SET TASK: Edit the items below by replacing "black tire" with "rubber tire", keeping everything else the same. Leave the pictures out of your answer.
[Start SUPPLIED ENTRIES]
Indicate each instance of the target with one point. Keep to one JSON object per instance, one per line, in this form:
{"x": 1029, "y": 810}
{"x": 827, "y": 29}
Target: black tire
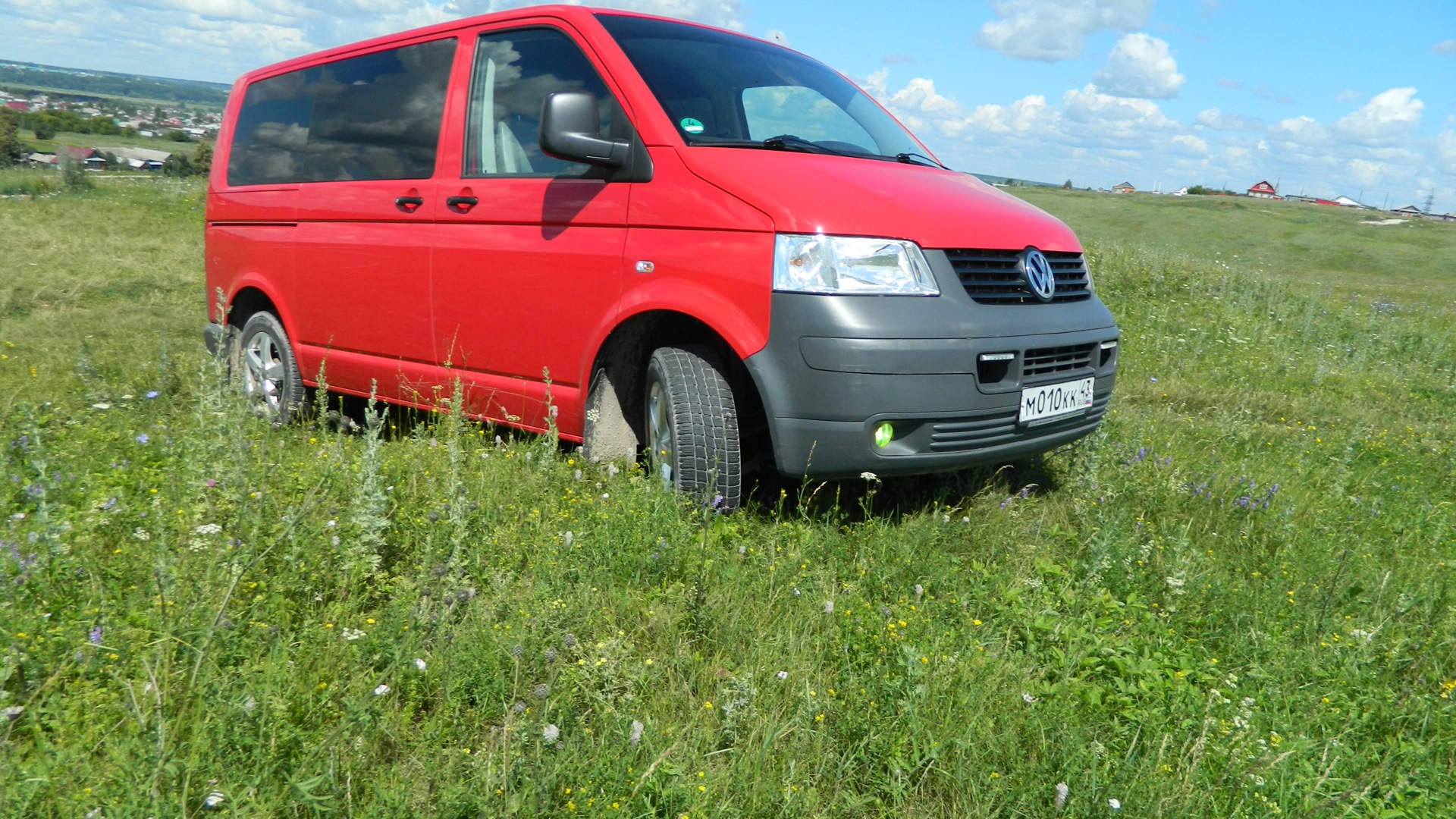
{"x": 692, "y": 426}
{"x": 265, "y": 371}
[End SUPPLIED ENTRIES]
TASK RESPONSE:
Indicate each instance of the target with one point. Keep to one JSON object per instance, one per line, in this form:
{"x": 1029, "y": 810}
{"x": 827, "y": 29}
Target: rubber tire
{"x": 692, "y": 426}
{"x": 265, "y": 371}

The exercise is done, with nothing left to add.